- [Directions for this task] Reproduce each entry exactly as written.

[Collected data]
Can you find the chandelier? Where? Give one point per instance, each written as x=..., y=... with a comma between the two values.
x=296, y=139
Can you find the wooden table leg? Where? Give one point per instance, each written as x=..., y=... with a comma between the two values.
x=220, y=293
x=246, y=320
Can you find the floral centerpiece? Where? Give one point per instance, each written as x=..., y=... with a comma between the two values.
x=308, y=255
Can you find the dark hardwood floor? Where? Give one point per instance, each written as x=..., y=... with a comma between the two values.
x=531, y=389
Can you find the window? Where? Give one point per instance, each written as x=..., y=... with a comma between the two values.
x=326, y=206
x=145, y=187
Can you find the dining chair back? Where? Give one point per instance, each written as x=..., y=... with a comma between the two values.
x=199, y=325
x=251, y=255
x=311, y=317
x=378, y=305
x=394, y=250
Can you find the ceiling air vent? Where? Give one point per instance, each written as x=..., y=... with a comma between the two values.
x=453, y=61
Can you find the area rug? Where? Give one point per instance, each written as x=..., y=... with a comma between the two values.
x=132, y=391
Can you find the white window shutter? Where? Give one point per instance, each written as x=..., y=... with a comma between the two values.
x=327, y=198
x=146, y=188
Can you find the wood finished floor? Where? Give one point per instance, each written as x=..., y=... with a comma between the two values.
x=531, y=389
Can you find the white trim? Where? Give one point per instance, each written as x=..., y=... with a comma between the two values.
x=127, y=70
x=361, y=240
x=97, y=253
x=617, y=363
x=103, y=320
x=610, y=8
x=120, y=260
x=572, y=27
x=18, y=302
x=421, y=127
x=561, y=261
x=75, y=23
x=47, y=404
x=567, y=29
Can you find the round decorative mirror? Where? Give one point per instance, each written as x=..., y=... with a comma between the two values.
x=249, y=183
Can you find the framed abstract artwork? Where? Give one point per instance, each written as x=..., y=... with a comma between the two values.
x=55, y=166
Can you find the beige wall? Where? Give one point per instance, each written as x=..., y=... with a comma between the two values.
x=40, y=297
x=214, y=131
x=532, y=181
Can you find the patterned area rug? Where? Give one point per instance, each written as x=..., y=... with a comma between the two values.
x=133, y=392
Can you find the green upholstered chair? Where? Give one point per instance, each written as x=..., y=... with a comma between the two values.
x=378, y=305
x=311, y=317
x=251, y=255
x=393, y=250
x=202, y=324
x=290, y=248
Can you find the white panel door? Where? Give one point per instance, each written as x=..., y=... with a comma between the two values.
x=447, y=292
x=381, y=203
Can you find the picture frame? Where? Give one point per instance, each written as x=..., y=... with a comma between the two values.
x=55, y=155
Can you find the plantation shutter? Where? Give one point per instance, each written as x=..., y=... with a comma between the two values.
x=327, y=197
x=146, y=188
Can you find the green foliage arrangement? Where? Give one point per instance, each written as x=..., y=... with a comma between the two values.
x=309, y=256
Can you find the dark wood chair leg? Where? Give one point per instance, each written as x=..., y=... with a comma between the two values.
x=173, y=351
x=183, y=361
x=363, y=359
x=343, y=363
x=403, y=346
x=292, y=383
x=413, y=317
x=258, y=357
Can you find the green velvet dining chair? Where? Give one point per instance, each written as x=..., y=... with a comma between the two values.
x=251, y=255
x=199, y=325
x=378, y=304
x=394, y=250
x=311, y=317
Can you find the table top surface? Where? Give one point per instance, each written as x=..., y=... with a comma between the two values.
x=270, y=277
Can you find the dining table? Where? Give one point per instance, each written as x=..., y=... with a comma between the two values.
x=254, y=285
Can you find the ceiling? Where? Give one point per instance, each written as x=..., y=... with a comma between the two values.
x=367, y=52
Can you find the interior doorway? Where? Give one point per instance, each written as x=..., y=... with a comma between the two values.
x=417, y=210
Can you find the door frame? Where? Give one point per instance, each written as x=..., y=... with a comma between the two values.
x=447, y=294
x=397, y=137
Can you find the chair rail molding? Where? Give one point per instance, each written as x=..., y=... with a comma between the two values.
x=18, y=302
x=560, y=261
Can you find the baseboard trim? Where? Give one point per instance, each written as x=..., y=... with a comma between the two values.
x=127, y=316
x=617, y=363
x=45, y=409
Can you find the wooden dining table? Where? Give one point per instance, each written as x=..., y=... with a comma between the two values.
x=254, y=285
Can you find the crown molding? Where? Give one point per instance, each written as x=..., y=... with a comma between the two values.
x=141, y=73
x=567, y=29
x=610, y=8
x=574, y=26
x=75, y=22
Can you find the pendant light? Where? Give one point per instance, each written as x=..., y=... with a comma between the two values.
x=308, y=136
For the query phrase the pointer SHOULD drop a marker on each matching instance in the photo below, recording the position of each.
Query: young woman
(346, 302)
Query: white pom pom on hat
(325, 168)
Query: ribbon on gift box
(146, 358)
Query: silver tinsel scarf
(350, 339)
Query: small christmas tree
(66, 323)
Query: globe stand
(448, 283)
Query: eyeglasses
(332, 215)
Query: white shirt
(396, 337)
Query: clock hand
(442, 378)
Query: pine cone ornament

- [Answer space]
Can you find the chandelier? Where? Give one point per instance, each written as x=..., y=... with a comma between the two values.
x=296, y=139
Can you find the wooden table leg? Where? Give one point per instance, each written as x=..., y=... with a comma between the two values.
x=220, y=293
x=246, y=320
Can you find the floral centerpiece? Where? Give one point per instance, each written as x=..., y=... with a comma between the two values.
x=308, y=255
Can you find the dark hardwood floor? Where? Give one point per instance, each written as x=..., y=... with a comma between the two values.
x=531, y=389
Can you find the window? Where? Give one point per instance, each written as x=..., y=... with a comma between the two values.
x=326, y=206
x=145, y=187
Can you find the dining chair back? Where? Give one point per instance, each written as x=..., y=... with a comma between the two values.
x=199, y=325
x=251, y=255
x=311, y=317
x=378, y=305
x=394, y=250
Can you find the ceiling air vent? Where? Give one point per instance, each written as x=..., y=... with a comma between the two values.
x=453, y=61
Can you find the area rug? Where? Give one point per instance, each written as x=..., y=... with a comma between the two values.
x=132, y=391
Can you find the white window shutter? Where? Give one point per instance, each written as x=..., y=... with a comma between the two values.
x=327, y=198
x=146, y=188
Can you find the wood finished floor? Where? Give one point per instance, each written as x=..., y=... with a comma between the two values.
x=531, y=389
Can you find the white trim? Where? Give one point per instance, each written as x=..., y=... with a comma between the two values.
x=127, y=70
x=361, y=240
x=97, y=253
x=617, y=363
x=103, y=320
x=610, y=8
x=120, y=260
x=572, y=27
x=18, y=302
x=421, y=127
x=561, y=261
x=75, y=23
x=47, y=404
x=567, y=29
Can you find the round decorative mirror? Where? Give one point per instance, each written as x=..., y=... with a comma between the two values.
x=249, y=183
Can you find the framed abstract artwork? Where? Give one point per instance, each written as x=..., y=... with a comma between the two values.
x=55, y=166
Can you find the beige wall? Where? Give one point per instance, each written as x=..., y=... with a comma between the two values.
x=40, y=297
x=214, y=131
x=532, y=181
Can you find the patterned area rug? Where? Give one point per instance, each written as x=..., y=... with a comma between the two values.
x=133, y=392
Can you find the green upholstered chair? Where? Give one point per instance, each written as x=..., y=... with a comma between the two values.
x=378, y=305
x=311, y=317
x=251, y=255
x=393, y=250
x=202, y=324
x=290, y=248
Can you find the white panel door? Where? Give one point per instance, each written as x=..., y=... with a comma between the two values.
x=447, y=292
x=381, y=203
Can you find the picture frame? Where? Give one point per instance, each written as x=..., y=... with a comma between the two values.
x=55, y=155
Can you find the plantation shutter? Where? Give one point per instance, each written as x=..., y=... with a comma between the two values.
x=327, y=197
x=146, y=188
Can you find the green foliage arrangement? Where? Give one point per instance, each written as x=..., y=... with a comma between the two values.
x=309, y=256
Can you find the dark wood chair leg? Where? Give one point per instance, each written as x=..., y=... with a comma between the two values.
x=173, y=351
x=183, y=361
x=363, y=359
x=343, y=363
x=403, y=346
x=292, y=383
x=413, y=317
x=258, y=357
Can you find the green velvet dining chair? Where? Give one point per instance, each written as x=..., y=... with a comma between the two values.
x=251, y=255
x=199, y=325
x=378, y=304
x=394, y=250
x=311, y=317
Can you find the table top surface? Where? Give one point per instance, each written as x=..., y=... with a comma between the two values.
x=270, y=277
Can you find the dining table? Where? Give one point per instance, each written as x=..., y=... with a comma between the two values.
x=254, y=285
Can you find the ceiling? Where? Give one point per instance, each written as x=..., y=... with a comma between the two values.
x=367, y=52
Can you find the interior doorway? Where? Give one point per instance, each written as x=..., y=... with a comma between the two values.
x=417, y=210
Can you find the door frame? Where? Give one point per instance, each written as x=..., y=... with a comma between the two values.
x=447, y=294
x=397, y=137
Can you find the chair rail molding? Where? Give one point per instance, each written as x=..., y=... with a comma between the two values.
x=18, y=302
x=560, y=261
Can you find the baseboard trim? Where? Give one point per instance, each written as x=..., y=... with a comma between the two values.
x=127, y=316
x=617, y=363
x=45, y=409
Can you find the wooden dining table? Where? Give one point per instance, each written as x=..., y=... with a comma between the two values.
x=254, y=285
Can you find the crown molding? Where? Give one point per instance, each written as x=..., y=... with a comma between the two values.
x=141, y=73
x=567, y=29
x=610, y=8
x=574, y=26
x=75, y=22
Can you find the pendant light? Where? Give one point per instance, each written as x=..., y=... with a comma between the two values.
x=308, y=136
For the query phrase the pointer SHOULD drop a marker on each matching instance in the photo below, recording the position of each.
Query: young woman
(346, 302)
Query: white pom pom on hat
(325, 168)
Query: ribbon on gift box
(146, 358)
Query: silver tinsel scarf
(350, 339)
Query: small christmas tree
(66, 323)
Query: globe stand
(448, 283)
Query: eyeglasses
(332, 215)
Query: white shirt
(396, 337)
Query: clock hand
(442, 378)
Query: pine cone ornament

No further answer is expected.